**Exercise brief:** Give the number of lines in the records below that contain the word "backrest", and nothing more.

**Items from a dataset:**
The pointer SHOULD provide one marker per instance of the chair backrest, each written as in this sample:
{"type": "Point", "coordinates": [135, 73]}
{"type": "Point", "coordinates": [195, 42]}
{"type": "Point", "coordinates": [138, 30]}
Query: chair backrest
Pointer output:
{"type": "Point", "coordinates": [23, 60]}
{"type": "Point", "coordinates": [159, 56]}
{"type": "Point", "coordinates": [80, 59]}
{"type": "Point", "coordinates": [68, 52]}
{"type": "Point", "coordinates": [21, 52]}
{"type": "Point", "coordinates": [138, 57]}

**Exercise output:** 2